Problem details:
Which lines of the listing hold the string "tree"? Copy those lines.

Data provided:
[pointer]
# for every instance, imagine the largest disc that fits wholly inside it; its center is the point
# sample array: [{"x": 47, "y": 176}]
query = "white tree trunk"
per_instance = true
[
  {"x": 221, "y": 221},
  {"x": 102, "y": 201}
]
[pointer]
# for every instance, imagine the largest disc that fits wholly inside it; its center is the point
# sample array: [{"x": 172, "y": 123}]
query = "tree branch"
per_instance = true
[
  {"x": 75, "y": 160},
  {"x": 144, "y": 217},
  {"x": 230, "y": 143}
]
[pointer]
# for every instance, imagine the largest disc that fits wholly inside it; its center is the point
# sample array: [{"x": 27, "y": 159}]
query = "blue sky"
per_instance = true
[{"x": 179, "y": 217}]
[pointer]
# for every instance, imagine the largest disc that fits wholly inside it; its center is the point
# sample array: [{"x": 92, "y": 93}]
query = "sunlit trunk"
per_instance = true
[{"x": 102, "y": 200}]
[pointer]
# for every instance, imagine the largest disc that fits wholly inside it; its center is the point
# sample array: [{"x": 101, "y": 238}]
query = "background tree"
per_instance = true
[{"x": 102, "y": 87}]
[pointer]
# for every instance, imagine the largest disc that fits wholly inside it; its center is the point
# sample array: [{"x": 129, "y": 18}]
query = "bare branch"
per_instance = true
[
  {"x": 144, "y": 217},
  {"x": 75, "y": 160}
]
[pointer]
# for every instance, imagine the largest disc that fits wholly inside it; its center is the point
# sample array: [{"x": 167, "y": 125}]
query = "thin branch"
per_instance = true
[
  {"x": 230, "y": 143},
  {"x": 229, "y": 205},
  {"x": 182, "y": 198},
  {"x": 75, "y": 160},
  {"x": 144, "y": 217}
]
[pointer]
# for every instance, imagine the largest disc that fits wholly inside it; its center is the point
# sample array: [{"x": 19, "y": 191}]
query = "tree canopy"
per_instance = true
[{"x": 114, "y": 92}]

Result for this exercise:
query = "white tree trunk"
query = "tree branch"
query = "background tree"
query = "tree canopy"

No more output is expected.